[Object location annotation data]
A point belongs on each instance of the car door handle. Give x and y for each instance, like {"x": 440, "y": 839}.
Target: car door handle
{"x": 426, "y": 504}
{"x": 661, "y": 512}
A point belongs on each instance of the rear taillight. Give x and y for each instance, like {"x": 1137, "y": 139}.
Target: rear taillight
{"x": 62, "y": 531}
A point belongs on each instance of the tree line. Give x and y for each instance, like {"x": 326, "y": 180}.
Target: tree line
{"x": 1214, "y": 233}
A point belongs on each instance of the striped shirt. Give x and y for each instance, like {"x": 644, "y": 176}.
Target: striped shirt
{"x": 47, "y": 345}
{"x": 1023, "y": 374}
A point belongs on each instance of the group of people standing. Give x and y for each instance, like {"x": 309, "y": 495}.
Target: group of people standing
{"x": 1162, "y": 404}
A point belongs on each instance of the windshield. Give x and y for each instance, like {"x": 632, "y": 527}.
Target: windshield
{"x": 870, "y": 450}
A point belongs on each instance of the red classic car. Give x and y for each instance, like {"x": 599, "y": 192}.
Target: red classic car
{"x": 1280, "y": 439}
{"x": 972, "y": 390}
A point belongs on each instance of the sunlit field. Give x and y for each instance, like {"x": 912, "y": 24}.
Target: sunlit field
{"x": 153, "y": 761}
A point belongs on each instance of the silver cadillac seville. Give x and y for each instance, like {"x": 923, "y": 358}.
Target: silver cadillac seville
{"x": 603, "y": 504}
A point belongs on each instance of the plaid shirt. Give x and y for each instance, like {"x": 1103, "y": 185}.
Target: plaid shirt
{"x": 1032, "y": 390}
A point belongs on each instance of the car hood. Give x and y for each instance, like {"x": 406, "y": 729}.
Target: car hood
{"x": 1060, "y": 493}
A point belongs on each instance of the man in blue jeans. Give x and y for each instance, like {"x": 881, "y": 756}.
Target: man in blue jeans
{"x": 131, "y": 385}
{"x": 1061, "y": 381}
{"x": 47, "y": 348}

Stated task:
Rewrite everything from the line containing "A point belongs on each instance of the red" down to the end of the records, changing each "plaid shirt" to "checkered shirt" and leaving all else unchanged.

Solved exercise:
A point belongs on each instance of the red classic car. Give x and y for each instance, like {"x": 599, "y": 192}.
Target: red classic car
{"x": 1280, "y": 439}
{"x": 972, "y": 390}
A point belongs on each instance of the sunlit field. Give x and y for each instance, like {"x": 912, "y": 24}.
Target: sunlit field
{"x": 153, "y": 761}
A point belongs on each instance of the silver cadillac seville. Give x and y for each instance, like {"x": 923, "y": 358}.
Target: silver cadillac seville
{"x": 603, "y": 504}
A point belongs on each instance of the checkered shirt. Give x and y for each instance, like {"x": 1103, "y": 185}.
Target: checkered shirt
{"x": 1032, "y": 390}
A point belongs on each instance of the car hood. Give x and y for each instance, like {"x": 406, "y": 729}.
Target: car hood
{"x": 1060, "y": 493}
A point belongs on each instance of the man in blue jeans. Give x and y for each instance, like {"x": 881, "y": 756}.
Target: man in blue jeans
{"x": 131, "y": 385}
{"x": 1061, "y": 381}
{"x": 47, "y": 348}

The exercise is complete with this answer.